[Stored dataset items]
====
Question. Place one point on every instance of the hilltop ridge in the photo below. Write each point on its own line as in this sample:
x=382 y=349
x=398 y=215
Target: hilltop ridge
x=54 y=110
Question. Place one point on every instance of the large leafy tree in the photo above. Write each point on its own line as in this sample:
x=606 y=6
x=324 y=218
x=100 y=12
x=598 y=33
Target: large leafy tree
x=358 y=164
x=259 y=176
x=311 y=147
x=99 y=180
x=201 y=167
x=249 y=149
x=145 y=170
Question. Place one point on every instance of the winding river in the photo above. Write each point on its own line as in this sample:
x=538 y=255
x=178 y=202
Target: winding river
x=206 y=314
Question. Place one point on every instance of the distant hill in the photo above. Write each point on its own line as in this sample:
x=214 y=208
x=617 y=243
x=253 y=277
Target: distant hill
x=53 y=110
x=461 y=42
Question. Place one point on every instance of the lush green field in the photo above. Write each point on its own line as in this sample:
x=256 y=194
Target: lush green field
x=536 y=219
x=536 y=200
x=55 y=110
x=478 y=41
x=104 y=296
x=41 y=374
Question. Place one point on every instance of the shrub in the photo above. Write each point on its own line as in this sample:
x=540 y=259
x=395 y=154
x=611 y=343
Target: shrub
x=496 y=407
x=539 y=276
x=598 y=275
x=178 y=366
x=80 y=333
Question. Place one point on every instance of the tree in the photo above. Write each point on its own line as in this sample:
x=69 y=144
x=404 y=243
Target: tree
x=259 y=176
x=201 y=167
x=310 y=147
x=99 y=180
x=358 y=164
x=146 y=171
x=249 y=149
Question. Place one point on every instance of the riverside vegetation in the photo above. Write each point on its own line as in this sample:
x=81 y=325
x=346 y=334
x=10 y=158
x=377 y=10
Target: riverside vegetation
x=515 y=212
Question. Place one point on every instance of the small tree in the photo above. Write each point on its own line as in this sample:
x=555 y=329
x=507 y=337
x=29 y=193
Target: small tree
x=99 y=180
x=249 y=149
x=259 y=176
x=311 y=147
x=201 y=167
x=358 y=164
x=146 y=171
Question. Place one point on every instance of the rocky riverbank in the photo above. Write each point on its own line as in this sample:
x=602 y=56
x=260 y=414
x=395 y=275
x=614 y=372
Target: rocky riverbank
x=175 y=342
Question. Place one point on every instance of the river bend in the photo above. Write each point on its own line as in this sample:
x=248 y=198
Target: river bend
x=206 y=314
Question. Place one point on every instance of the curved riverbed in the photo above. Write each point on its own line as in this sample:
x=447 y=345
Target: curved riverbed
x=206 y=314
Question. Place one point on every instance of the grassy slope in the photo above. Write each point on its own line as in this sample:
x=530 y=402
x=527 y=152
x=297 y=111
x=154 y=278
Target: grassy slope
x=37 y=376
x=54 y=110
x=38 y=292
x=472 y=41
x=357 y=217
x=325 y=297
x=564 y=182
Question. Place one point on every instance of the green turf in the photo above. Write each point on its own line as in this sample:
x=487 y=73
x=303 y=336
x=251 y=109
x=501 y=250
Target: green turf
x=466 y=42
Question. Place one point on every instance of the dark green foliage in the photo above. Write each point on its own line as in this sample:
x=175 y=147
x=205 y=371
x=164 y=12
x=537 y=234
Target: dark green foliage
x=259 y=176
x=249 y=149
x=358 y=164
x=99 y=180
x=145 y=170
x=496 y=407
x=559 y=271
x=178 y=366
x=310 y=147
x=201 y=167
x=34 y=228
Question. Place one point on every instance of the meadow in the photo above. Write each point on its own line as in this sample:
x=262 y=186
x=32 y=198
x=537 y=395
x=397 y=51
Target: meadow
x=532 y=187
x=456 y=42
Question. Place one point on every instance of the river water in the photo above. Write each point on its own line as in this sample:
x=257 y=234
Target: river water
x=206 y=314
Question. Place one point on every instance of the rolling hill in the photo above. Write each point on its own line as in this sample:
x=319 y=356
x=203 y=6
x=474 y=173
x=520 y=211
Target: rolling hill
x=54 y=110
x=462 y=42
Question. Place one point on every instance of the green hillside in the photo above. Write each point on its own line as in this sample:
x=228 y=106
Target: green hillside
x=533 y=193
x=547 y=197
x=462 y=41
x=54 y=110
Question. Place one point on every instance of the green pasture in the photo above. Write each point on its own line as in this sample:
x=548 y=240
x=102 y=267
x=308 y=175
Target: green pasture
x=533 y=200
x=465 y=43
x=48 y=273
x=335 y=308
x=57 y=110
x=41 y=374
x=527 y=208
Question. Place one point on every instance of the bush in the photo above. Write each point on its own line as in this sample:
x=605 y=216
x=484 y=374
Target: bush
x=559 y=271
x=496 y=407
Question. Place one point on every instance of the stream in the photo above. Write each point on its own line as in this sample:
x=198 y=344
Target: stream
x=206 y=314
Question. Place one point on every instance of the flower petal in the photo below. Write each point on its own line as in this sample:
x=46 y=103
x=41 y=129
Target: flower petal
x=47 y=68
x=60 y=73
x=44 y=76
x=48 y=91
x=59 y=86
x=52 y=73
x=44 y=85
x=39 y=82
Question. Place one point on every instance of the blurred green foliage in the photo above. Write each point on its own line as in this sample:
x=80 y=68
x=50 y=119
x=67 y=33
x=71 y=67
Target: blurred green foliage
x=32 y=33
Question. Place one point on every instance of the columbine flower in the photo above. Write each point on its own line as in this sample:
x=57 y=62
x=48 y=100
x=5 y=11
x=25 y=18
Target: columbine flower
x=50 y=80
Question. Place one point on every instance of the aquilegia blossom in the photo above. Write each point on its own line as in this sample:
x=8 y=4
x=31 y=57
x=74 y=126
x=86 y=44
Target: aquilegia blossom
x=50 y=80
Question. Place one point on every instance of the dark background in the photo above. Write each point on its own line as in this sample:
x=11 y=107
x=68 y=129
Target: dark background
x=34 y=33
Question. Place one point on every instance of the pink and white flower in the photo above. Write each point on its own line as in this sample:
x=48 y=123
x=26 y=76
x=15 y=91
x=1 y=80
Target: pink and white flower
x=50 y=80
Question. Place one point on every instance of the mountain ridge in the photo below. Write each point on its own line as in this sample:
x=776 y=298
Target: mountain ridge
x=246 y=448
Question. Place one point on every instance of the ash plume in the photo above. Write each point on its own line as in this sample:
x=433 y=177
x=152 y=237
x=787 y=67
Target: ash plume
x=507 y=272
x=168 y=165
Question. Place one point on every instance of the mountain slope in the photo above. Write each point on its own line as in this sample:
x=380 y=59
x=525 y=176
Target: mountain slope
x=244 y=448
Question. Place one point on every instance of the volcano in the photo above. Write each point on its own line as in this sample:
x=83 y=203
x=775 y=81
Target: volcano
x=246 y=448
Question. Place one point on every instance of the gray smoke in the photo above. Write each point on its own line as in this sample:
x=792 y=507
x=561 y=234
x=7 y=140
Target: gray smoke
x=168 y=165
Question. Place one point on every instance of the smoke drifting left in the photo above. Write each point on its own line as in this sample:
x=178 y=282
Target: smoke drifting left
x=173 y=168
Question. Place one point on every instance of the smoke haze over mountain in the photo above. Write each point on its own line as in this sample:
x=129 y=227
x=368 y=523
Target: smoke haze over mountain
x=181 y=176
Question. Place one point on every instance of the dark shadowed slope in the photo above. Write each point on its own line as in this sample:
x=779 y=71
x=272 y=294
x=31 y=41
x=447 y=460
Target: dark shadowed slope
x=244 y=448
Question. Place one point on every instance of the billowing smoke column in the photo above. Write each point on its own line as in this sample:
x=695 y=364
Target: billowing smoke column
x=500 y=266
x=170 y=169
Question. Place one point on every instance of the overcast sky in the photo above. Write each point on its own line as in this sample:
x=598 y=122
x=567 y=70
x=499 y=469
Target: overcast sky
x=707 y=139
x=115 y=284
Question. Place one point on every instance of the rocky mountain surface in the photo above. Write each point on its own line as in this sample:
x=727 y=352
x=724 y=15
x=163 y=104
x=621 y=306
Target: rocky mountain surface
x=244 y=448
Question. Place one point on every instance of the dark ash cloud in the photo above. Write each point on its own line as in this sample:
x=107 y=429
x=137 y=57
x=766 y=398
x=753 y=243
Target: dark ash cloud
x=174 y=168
====
Return all lines in the data that include the word "below".

■ Written response ■
Question. Place one point on every instance of the hilltop ridge in the photo below. Write each point on its own line as in this sample:
Question. Place one point on every instance of the flower petal in the photo below. Write each point on its own line as in this sample:
Question. Place one point on every instance of the mountain ridge in the photo below. Write each point on its own line as in this sample:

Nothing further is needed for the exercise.